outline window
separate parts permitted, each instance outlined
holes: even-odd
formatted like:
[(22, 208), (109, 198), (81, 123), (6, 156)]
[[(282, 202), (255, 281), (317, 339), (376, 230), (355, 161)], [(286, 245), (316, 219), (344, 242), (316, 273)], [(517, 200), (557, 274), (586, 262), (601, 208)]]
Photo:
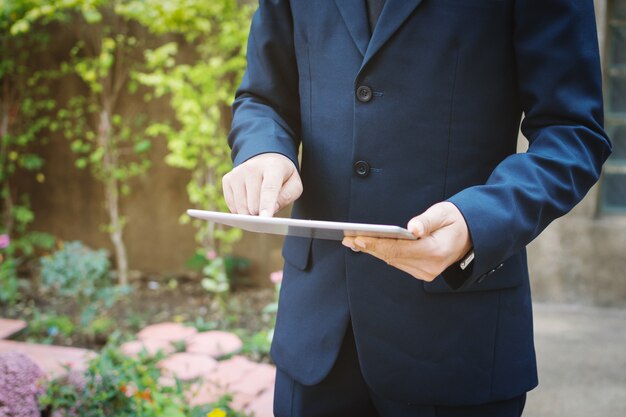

==========

DIRECTIONS FOR THIS TASK ▸ Give the records again with "window" renamed to "door" and nothing else changed. Leave the pictures out.

RESPONSE ▸
outline door
separate parts permitted, each instance outlined
holes: even-odd
formatted like:
[(22, 208), (109, 198), (81, 123), (6, 156)]
[[(282, 202), (255, 281), (317, 339), (376, 230), (355, 161)], [(286, 245), (316, 219), (344, 242), (316, 273)], [(517, 200), (557, 274), (586, 262), (601, 208)]]
Photo:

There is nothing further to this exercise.